- EXERCISE BRIEF
Up to and including the line with "Provide a point for each instance of the white", restate the records below word for word, beginning with their first line.

- RECORDS SUPPLIED
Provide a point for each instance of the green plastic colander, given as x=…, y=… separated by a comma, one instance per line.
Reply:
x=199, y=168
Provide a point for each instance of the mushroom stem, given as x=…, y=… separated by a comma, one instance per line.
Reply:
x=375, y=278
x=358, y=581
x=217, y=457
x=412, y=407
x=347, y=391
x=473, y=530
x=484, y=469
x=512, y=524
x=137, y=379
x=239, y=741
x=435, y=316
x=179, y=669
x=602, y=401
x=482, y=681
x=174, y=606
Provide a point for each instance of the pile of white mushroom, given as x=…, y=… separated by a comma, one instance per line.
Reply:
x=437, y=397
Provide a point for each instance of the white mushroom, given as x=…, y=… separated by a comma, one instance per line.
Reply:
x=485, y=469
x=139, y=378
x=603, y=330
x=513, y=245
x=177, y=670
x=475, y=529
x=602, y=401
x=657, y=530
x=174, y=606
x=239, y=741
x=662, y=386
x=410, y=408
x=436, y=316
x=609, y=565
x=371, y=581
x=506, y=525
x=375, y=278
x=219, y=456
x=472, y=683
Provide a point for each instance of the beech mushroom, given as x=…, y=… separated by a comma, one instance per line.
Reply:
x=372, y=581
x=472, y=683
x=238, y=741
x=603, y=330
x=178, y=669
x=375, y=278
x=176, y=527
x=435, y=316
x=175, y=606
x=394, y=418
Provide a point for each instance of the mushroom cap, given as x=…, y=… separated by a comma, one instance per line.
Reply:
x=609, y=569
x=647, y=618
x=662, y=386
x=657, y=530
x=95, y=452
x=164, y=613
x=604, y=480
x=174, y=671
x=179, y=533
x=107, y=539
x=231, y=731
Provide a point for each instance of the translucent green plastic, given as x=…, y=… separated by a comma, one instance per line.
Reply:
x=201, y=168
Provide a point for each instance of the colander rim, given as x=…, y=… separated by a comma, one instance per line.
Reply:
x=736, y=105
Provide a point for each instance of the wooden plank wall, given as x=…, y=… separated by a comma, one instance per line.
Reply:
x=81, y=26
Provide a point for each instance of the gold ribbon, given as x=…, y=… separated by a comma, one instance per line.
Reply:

- ANSWER BOX
Provide a point for each instance of the green plastic colander, given as x=…, y=… separated by a comma, one instance per line.
Reply:
x=199, y=168
Provide a point for each instance of the mushroom stem, given as x=…, y=… separated by a comma, one instance per line.
Reply:
x=375, y=278
x=358, y=581
x=217, y=457
x=412, y=407
x=347, y=391
x=473, y=530
x=484, y=469
x=512, y=524
x=137, y=379
x=239, y=741
x=435, y=316
x=179, y=669
x=602, y=401
x=482, y=681
x=174, y=606
Provide a point for each instance of the pile of white mushroom, given as x=…, y=… separated by a comma, one instance per line.
Reply:
x=437, y=397
Provide a point for each instance of the white mushroom, given as x=…, y=… separated by a comma, one instance per line.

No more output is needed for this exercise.